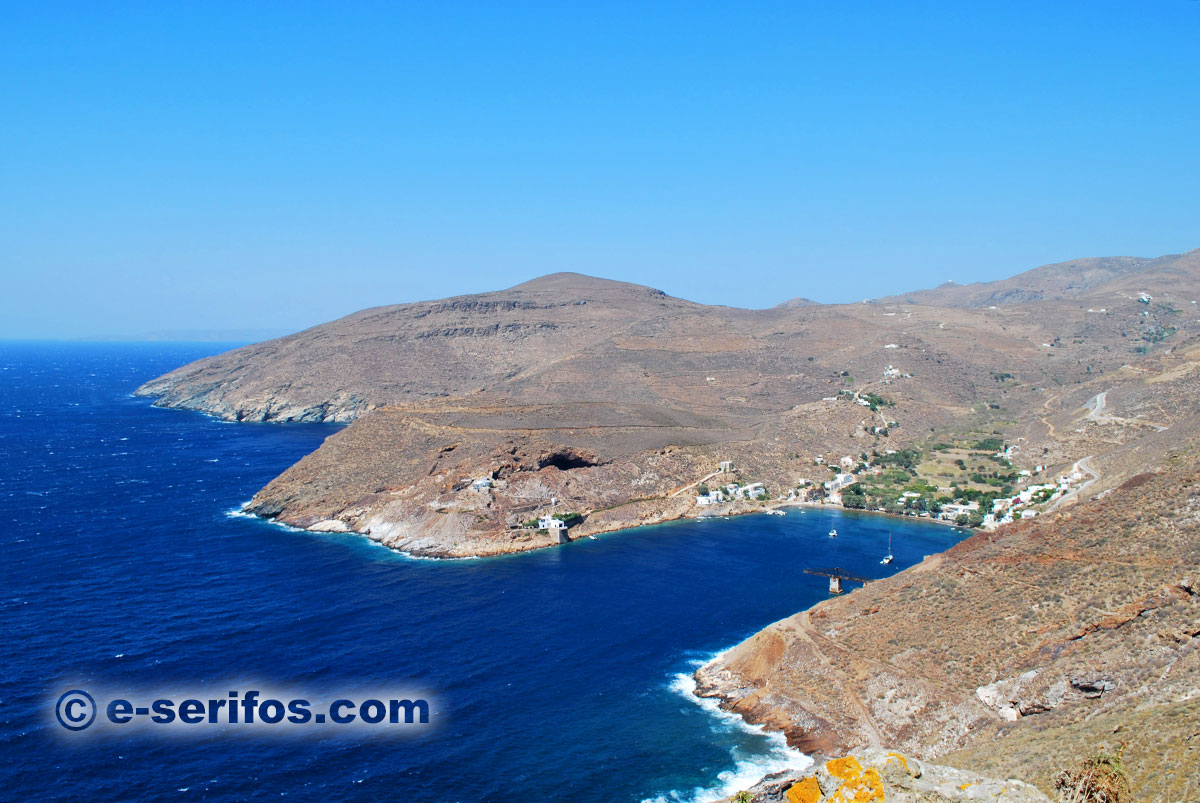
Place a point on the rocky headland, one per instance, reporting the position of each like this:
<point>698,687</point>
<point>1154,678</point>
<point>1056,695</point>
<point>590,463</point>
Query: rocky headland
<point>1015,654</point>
= = = = =
Each record above must be retyped exactly. Omit the pictures.

### Finished exercise:
Place a point on the rocky headland, one per instance, reporting the position of each like this:
<point>698,687</point>
<point>1154,678</point>
<point>1056,695</point>
<point>590,463</point>
Query: rocky headland
<point>1015,654</point>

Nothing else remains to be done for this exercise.